━━━ Provided material ━━━
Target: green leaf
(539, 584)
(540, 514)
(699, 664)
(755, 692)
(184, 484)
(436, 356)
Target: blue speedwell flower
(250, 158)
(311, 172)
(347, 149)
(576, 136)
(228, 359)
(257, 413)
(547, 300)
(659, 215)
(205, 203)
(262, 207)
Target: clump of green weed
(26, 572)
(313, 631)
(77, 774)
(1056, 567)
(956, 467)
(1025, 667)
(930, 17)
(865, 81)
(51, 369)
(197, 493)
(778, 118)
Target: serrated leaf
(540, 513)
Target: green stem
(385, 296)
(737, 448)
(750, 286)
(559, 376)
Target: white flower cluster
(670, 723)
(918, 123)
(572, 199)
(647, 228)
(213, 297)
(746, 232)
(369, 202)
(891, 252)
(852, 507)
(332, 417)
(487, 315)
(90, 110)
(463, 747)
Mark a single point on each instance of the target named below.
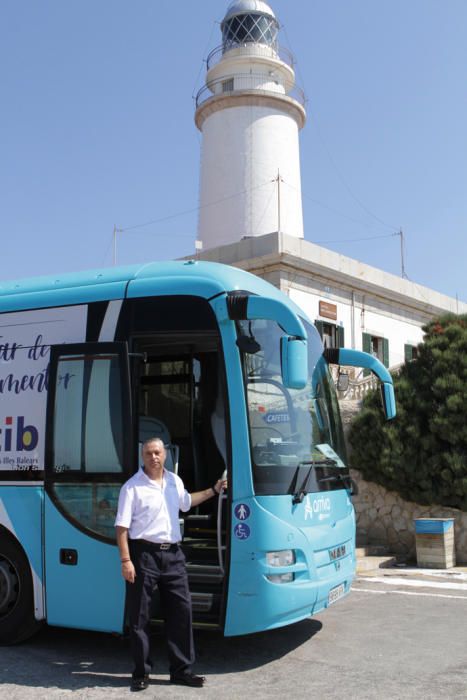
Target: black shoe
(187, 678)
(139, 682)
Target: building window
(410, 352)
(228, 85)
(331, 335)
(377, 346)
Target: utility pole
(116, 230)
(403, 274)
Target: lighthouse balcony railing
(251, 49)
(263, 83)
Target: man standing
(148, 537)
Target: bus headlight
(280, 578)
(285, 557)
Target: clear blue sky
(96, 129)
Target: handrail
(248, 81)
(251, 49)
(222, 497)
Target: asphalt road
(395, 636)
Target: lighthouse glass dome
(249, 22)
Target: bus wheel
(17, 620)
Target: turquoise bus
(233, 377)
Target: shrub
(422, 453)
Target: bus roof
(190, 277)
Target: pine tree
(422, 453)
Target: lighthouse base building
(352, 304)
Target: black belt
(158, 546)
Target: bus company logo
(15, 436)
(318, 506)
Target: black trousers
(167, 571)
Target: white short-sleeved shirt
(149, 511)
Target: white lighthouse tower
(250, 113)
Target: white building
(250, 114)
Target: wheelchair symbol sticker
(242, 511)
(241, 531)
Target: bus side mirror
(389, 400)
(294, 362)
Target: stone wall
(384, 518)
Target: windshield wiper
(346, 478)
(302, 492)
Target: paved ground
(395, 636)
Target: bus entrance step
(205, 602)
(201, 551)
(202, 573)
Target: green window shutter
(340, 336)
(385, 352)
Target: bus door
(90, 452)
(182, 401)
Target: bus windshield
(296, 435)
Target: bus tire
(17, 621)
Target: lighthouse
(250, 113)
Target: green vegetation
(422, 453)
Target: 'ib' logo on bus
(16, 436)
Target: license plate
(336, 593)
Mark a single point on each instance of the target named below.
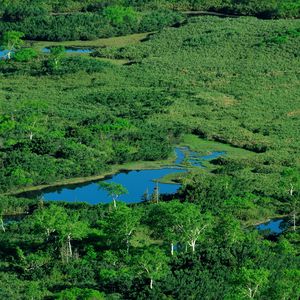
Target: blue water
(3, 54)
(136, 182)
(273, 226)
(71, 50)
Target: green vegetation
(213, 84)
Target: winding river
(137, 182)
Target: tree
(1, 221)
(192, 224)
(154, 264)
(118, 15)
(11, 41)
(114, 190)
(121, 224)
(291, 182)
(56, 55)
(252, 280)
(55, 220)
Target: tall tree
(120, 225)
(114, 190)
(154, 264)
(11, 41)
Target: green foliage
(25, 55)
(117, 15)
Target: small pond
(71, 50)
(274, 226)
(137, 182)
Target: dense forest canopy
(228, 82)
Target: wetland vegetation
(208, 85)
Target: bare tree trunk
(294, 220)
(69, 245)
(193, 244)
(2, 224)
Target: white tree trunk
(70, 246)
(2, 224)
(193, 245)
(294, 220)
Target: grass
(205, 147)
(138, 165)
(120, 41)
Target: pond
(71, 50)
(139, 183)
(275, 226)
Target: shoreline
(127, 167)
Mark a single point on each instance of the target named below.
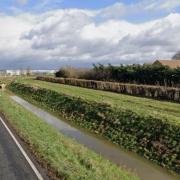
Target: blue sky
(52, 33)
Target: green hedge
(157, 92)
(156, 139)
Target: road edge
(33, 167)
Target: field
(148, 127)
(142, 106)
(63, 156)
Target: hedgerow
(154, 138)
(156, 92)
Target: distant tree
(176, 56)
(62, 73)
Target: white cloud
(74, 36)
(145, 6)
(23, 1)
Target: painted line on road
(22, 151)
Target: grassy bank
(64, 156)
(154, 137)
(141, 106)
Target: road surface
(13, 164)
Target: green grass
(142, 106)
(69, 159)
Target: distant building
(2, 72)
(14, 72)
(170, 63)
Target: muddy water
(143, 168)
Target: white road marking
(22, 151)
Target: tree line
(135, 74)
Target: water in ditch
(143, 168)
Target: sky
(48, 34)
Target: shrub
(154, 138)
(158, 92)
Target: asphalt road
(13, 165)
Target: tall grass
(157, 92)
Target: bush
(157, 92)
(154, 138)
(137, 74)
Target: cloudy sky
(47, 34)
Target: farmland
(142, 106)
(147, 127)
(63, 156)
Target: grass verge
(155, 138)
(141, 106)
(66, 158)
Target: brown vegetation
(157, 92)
━━━
━━━ Provided material ━━━
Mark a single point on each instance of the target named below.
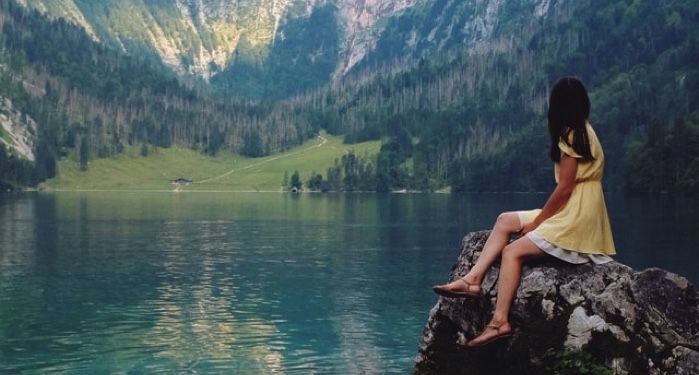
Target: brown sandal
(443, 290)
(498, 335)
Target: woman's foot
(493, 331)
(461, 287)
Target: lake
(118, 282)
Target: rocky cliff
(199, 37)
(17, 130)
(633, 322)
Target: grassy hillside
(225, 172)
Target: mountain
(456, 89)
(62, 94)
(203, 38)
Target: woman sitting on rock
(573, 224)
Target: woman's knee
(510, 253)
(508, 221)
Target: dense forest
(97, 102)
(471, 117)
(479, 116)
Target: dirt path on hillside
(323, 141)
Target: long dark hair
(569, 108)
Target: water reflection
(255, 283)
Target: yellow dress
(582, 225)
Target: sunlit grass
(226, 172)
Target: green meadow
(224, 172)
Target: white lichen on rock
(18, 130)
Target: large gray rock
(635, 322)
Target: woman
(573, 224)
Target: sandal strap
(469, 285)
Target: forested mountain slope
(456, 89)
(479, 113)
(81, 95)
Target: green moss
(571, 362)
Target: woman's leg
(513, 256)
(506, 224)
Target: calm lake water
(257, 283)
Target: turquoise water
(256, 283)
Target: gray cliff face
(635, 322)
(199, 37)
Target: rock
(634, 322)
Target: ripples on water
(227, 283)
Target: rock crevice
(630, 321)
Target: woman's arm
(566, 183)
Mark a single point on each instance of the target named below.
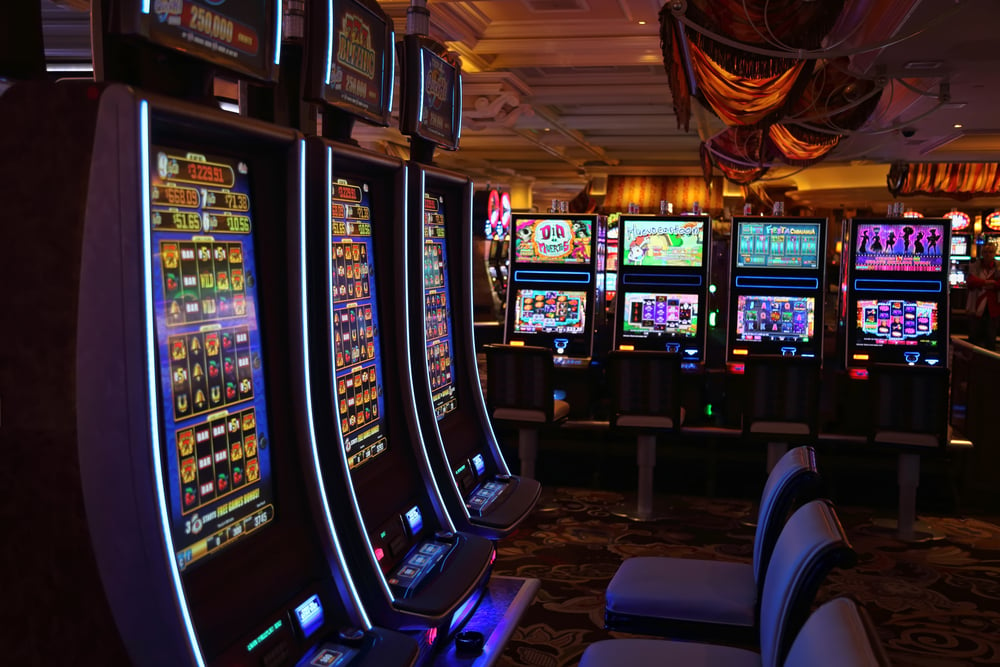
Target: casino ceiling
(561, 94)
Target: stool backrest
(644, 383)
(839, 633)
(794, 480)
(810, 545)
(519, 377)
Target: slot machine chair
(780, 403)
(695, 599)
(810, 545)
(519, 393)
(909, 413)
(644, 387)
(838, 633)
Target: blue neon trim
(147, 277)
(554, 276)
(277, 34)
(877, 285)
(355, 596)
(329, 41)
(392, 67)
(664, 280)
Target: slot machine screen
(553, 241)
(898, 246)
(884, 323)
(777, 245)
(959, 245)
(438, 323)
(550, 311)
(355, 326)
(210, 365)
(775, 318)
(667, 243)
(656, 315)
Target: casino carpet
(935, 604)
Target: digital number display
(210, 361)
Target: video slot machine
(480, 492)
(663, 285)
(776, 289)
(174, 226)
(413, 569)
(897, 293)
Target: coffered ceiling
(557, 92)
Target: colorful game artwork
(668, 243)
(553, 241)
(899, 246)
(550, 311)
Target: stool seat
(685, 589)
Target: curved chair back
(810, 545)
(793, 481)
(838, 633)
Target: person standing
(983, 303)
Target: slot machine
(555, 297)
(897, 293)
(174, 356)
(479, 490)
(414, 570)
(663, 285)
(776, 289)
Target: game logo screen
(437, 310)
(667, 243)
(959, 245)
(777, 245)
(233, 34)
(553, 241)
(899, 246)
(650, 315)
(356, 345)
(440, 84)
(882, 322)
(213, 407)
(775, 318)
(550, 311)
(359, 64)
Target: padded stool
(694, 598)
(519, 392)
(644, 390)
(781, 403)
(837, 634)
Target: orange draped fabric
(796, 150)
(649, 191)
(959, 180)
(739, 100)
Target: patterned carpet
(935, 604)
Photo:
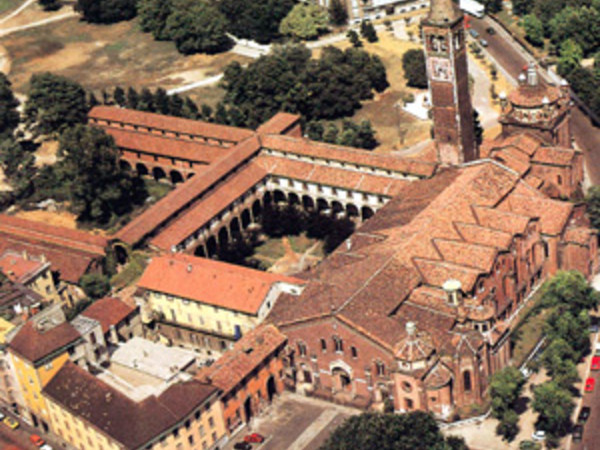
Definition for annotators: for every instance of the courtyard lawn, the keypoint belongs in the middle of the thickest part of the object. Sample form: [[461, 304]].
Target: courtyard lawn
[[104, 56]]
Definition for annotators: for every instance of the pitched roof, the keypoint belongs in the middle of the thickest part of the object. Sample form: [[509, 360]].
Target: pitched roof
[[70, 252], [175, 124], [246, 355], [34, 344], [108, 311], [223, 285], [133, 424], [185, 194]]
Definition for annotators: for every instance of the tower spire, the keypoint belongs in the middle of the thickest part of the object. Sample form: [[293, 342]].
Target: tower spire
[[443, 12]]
━━━
━━━ Provided material ━━━
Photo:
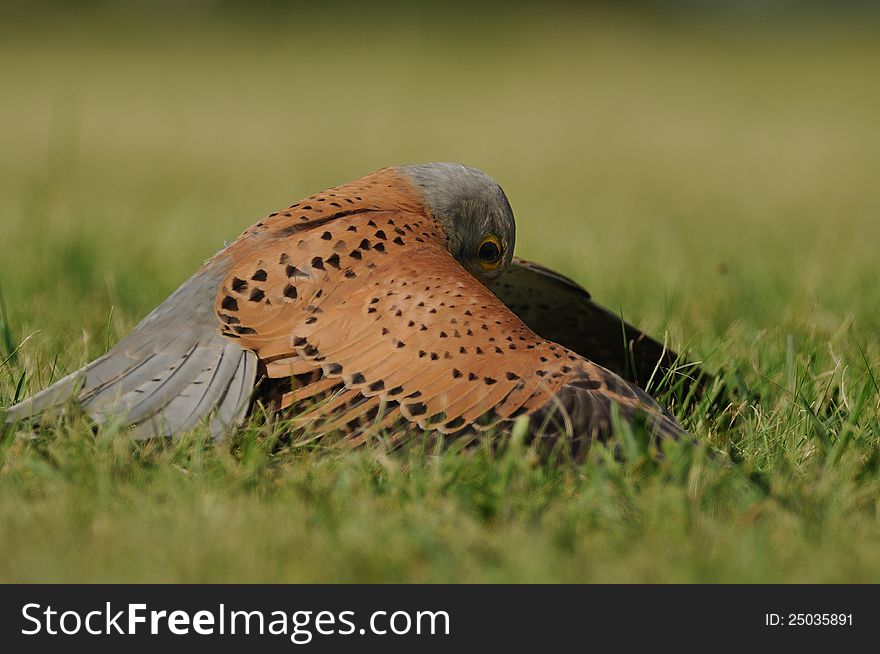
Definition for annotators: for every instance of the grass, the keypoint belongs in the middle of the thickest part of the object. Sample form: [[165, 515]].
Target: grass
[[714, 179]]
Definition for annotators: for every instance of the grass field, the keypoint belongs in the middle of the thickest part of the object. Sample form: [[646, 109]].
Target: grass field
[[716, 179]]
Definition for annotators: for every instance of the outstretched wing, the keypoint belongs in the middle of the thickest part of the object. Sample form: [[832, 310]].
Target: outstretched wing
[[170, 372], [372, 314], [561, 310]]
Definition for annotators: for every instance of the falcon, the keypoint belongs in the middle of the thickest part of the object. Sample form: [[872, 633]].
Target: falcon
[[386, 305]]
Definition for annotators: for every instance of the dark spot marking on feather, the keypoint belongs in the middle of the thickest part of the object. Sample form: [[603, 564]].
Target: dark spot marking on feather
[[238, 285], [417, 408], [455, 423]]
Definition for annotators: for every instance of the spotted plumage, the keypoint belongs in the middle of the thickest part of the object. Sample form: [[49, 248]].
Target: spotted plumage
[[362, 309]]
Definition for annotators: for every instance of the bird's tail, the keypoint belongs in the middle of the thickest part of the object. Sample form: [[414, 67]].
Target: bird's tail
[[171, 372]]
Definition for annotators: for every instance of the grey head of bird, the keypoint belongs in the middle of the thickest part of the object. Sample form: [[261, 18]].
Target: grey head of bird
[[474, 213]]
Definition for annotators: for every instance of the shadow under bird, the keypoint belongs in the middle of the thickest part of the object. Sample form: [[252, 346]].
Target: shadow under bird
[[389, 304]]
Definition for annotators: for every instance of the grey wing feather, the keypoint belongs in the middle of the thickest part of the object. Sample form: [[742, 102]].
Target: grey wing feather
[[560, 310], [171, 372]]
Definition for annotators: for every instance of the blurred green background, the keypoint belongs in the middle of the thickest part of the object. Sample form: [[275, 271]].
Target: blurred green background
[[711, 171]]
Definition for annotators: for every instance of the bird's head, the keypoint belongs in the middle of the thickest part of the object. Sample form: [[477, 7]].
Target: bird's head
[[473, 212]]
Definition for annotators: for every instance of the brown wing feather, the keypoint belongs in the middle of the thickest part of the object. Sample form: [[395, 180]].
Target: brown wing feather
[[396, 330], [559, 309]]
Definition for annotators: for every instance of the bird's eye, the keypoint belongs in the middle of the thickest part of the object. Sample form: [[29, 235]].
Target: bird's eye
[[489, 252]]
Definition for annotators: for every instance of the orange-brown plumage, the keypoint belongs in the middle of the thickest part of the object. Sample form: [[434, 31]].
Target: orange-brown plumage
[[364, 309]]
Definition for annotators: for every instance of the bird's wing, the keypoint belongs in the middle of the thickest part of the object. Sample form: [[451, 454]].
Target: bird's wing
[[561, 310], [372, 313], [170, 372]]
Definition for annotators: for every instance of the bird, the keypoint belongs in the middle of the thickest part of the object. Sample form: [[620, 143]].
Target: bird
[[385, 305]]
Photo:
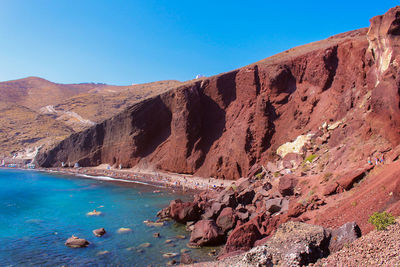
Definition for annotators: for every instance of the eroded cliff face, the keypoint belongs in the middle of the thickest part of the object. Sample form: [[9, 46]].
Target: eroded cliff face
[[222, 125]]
━━━
* Work request
Set down exactly the lines above, from the line containing "Target: padded stool" through the line containing "Definition for annotators: for every instance of the courtyard". Skip the pictures.

* Your solution
Target: padded stool
(694, 598)
(519, 392)
(644, 390)
(781, 403)
(837, 634)
Target: orange draped fabric
(796, 150)
(649, 191)
(959, 180)
(739, 100)
Target: patterned carpet
(935, 604)
Photo:
Definition for annotators: for every instance of the courtyard lawn, the keypoint belongs in the middle of the thickest part of the object. Sample form: [[461, 304]].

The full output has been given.